If judges get rid of these standards in a post-Chevron world, many barriers to opening a charter could disappear. Profit seekers and grifters could open charter schools that couldn’t meet current standards, taking advantage of federal funds available to them for the first time. This proliferation of new schools would, of course, spur conservative demands for greater funding. A post-Chevron judiciary could work in concert with conservative legislators to provoke a virtuous cycle for the charter school ecosystem and a vicious one for the public schools they are ‘competing’ with. Public education is one of America’s few remaining shared social institutions. Without Chevron, it will get a little weaker.

Environmental regulations, long a target for businesses, would also be in jeopardy without Chevron. Republican legislators are perfectly happy to extend tax cuts to miners, manufacturers, and other major polluters. But they’ve never repealed the Clean Air Act or Clean Water Act, both of which are sources of great annoyance and expense to industry. Lawmakers don’t do so because these laws are popular; people like to know that the air they’re breathing is clean, and that the water they’re giving their children is safe to drink. 

But most of the actual rules governing what goes into our air and water aren’t found in legislation, but instead in regulations issued by the EPA. By overturning Chevron, the court would give itself a veto on most of these rules. For instance, the Clean Air Act empowers the EPA to decide which atmospheric pollutants are most harmful to human health, and to come up with a plan to limit their presence. Absent Chevron, the courts could overrule the EPA’s decisions about what level of harmful toxins counts as too much.

Because Congress has been unwilling to pass substantive gun safety legislation, executive action has been the core of the national response to gun violence. But federal appeals courts are divided on whether Chevron applies to rules with criminal penalties—including, for example, the Bureau of Alcohol, Tobacco, and Firearms’s bump-stock rule, which banned the accessory in response to a mass shooting in October 2017. If the Court further undermines the executive’s ability to interpret federal gun laws, worried citizens will see no federal response to this country’s epidemic of mass shootings.
..............................
__TASK TO COMPLETE__
Extend the passage on what overturning Chevron would mean, picking up after its final sentence. You won't need the records for this.

__PROVIDED INFORMATION__
..............................
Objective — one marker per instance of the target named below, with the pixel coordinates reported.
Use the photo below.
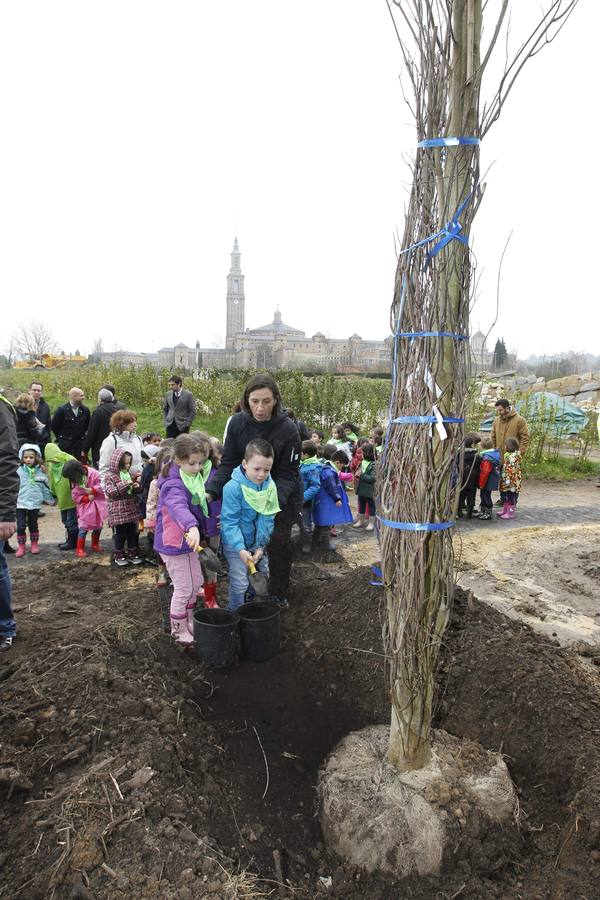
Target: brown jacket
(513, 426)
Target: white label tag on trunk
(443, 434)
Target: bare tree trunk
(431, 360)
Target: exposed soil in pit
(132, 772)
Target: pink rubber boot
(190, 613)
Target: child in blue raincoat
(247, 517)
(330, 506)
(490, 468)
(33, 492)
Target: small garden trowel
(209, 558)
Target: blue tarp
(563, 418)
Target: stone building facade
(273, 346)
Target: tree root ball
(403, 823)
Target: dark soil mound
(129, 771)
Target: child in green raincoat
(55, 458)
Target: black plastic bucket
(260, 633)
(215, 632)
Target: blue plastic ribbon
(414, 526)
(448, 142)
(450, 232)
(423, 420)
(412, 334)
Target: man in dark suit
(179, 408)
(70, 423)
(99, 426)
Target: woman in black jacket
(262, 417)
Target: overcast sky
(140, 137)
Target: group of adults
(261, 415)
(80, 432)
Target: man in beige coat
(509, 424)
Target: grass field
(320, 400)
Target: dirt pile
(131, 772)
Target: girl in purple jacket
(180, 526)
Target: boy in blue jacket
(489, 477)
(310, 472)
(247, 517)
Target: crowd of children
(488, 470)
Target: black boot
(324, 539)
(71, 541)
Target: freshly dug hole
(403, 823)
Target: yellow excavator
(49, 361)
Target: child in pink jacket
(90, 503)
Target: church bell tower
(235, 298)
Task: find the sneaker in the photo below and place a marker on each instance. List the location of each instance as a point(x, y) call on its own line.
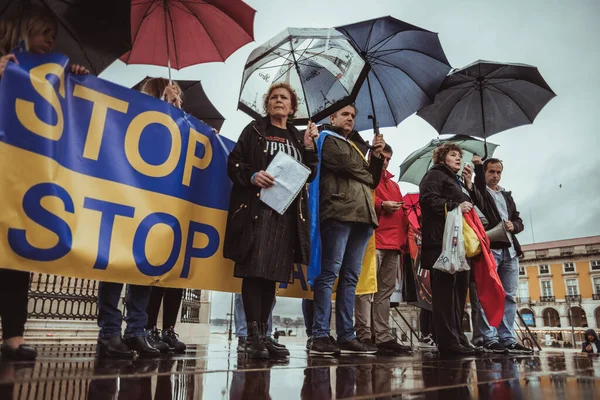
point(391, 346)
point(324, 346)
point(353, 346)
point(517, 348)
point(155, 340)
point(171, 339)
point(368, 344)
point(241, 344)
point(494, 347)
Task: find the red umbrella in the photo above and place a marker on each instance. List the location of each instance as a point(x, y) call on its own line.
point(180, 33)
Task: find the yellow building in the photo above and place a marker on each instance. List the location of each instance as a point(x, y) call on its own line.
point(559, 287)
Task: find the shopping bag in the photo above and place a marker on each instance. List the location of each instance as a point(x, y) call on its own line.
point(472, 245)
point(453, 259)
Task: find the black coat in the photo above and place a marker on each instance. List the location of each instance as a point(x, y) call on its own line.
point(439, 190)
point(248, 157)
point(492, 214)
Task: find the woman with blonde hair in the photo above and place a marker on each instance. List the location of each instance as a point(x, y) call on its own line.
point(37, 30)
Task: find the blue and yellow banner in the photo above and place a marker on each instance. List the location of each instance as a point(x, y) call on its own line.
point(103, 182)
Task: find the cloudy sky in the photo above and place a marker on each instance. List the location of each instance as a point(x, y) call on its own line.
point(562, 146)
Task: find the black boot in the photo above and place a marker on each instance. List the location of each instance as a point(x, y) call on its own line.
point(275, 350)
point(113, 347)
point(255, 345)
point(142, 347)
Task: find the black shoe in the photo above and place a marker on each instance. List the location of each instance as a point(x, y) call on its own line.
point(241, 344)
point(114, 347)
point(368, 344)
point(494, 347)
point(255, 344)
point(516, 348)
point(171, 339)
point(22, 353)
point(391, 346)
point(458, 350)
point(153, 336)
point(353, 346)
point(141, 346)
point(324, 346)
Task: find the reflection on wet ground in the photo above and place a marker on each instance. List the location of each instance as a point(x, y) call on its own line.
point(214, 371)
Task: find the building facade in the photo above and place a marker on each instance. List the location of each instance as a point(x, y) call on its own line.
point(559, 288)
..............................
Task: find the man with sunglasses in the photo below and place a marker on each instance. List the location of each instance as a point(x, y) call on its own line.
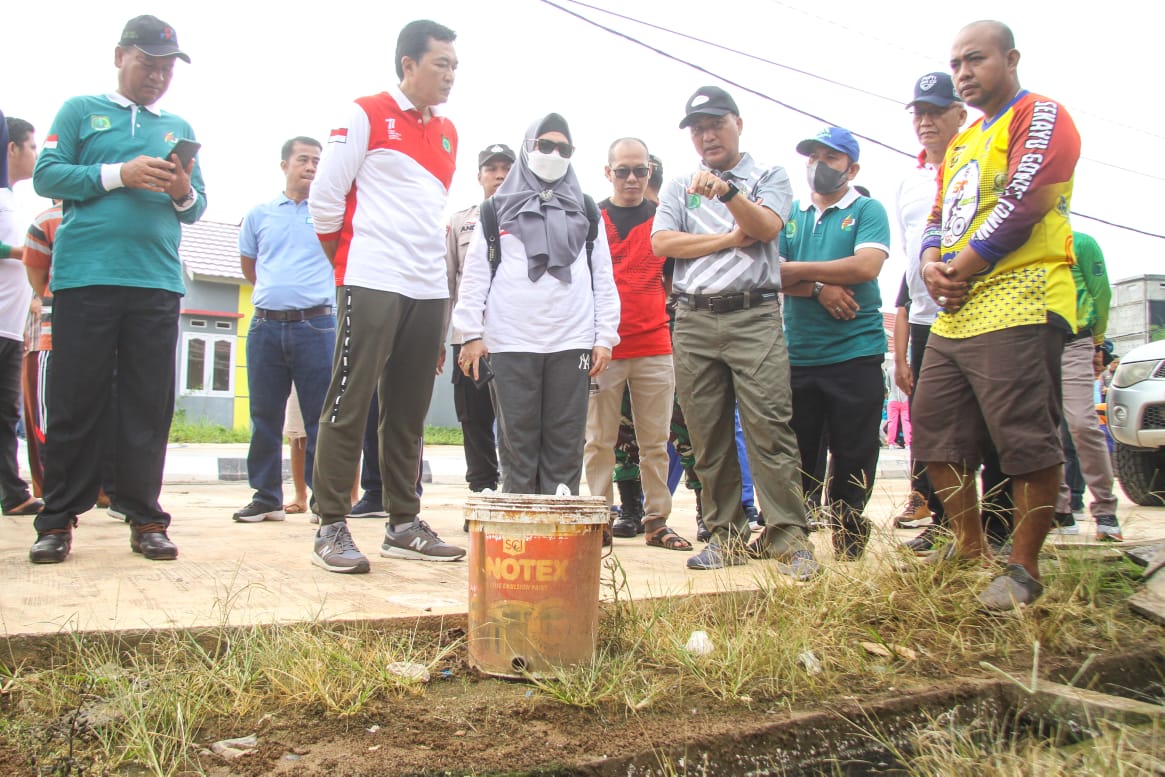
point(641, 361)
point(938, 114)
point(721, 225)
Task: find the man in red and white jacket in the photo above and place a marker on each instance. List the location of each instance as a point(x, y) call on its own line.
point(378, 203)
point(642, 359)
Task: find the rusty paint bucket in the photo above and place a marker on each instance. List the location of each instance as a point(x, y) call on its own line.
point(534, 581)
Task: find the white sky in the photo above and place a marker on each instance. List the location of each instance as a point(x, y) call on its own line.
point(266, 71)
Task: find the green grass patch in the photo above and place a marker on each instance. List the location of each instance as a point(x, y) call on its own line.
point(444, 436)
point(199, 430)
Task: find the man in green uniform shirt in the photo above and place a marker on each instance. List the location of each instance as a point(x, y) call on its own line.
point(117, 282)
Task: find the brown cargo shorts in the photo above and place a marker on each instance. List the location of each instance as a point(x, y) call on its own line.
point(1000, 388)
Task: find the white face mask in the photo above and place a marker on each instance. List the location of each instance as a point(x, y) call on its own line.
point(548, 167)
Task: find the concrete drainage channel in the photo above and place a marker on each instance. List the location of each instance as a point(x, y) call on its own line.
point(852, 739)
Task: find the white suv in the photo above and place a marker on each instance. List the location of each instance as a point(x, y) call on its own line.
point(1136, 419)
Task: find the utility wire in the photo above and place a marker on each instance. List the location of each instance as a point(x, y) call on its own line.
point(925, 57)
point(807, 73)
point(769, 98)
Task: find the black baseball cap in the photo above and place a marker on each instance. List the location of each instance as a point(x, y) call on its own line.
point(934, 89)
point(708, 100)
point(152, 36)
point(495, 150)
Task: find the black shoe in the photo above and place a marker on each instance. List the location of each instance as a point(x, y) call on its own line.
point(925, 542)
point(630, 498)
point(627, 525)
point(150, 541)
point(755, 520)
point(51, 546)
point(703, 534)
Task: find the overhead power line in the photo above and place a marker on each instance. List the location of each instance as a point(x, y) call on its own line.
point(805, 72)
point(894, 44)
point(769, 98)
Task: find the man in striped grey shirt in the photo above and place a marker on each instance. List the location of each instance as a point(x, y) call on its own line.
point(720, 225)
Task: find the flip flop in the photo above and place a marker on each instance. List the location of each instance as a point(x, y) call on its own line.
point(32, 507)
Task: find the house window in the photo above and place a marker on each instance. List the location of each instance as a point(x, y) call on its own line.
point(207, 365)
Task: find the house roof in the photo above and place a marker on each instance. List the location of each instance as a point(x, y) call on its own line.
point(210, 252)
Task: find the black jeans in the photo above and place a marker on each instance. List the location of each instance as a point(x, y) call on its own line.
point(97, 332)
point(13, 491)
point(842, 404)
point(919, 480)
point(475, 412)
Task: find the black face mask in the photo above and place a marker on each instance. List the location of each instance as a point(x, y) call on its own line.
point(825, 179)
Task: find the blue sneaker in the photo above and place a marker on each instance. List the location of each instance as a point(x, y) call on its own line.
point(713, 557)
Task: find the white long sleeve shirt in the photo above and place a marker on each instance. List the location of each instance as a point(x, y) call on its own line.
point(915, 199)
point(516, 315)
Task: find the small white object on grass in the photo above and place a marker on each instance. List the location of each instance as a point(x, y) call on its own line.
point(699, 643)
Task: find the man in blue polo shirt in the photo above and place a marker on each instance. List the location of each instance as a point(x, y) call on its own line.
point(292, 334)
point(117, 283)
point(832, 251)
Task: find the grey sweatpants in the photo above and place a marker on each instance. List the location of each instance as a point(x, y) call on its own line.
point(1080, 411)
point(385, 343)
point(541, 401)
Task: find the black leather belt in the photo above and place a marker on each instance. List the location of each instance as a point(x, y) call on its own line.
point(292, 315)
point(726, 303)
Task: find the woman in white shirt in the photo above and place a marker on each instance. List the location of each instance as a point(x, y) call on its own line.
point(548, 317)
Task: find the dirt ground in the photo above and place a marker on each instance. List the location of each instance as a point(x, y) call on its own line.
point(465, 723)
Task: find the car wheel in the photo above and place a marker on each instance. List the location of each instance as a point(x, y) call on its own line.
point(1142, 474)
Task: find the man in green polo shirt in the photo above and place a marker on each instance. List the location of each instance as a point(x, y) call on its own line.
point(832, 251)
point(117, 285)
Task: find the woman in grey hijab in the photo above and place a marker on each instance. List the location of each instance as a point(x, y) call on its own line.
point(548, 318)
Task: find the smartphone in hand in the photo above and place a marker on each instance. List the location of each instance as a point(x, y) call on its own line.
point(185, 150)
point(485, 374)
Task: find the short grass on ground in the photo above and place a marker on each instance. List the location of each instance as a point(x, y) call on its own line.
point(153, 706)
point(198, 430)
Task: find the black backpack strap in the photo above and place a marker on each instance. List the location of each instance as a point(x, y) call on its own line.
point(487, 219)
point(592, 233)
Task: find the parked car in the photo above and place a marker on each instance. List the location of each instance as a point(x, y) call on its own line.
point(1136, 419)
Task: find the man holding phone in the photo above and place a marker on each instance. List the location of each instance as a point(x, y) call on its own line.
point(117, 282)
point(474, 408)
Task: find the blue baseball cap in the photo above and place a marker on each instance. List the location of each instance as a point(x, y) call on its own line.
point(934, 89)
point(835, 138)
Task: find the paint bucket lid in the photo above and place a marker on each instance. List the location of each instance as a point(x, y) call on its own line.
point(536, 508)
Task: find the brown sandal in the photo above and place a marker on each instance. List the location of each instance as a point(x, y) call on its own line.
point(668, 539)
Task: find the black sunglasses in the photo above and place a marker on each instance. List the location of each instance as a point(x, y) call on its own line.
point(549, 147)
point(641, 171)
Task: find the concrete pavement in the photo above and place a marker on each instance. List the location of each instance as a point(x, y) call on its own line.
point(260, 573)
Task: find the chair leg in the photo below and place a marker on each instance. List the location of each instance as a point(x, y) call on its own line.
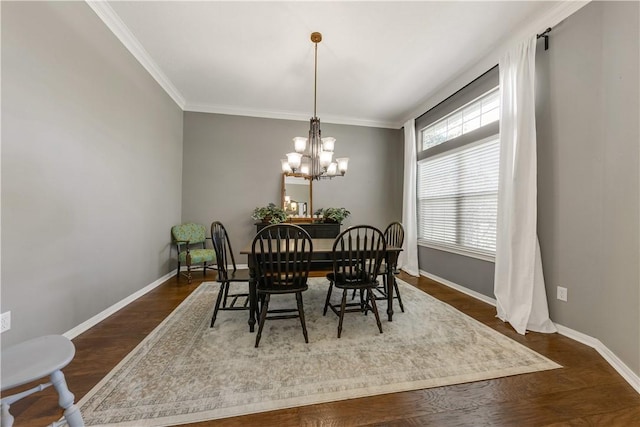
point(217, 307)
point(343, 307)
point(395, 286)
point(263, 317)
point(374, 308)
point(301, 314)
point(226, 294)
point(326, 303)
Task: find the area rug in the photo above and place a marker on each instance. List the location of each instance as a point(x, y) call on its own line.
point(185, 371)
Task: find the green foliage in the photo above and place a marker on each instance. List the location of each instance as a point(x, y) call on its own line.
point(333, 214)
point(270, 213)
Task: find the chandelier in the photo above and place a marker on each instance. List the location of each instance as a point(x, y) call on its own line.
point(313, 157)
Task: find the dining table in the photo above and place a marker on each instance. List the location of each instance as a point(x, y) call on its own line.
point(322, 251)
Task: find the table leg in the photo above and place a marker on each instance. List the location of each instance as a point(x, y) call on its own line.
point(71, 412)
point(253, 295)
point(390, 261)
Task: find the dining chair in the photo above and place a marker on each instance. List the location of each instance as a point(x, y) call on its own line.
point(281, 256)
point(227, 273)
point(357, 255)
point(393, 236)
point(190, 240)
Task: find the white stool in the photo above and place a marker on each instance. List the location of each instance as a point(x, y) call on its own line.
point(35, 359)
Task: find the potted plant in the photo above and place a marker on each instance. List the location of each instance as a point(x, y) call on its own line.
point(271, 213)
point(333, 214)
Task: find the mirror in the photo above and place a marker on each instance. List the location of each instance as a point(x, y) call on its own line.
..............................
__YOUR RESPONSE__
The end of Chevron would be a massive victory for the right’s broader attack on the collective institutions of American life, the purpose of which is to leave people isolated, angry, and afraid—concerned only for their own welfare, and skeptical that things could ever be better. Surrounded by shoddier schools, deadlier guns, more dangerous machinery, and deadlier toxins—who could blame the average person for thinking their government had abandoned them? A Fox News host neatly summarized this ethos after a recent mass shooting, when he suggested that the way to protect yourself is to be prepared to kill anyone you meet.

 

Conservatives often argue that ending Chevron would return lawmaking where it belongs—to Congress. But the idea of 535 people making all the most important rules in a massive, modern, industrial economy is ludicrous—especially given how unexceptional and unqualified many of those 535 people are to the task. Congress’s slow pace of work and lack of expertise would combine to produce much less and much lower-quality regulation on all sorts of things—regulation that voters, speaking through their elected leaders, have said they want. Reversing Chevron wouldn’t strengthen self-government. It would make self-government practically impossible.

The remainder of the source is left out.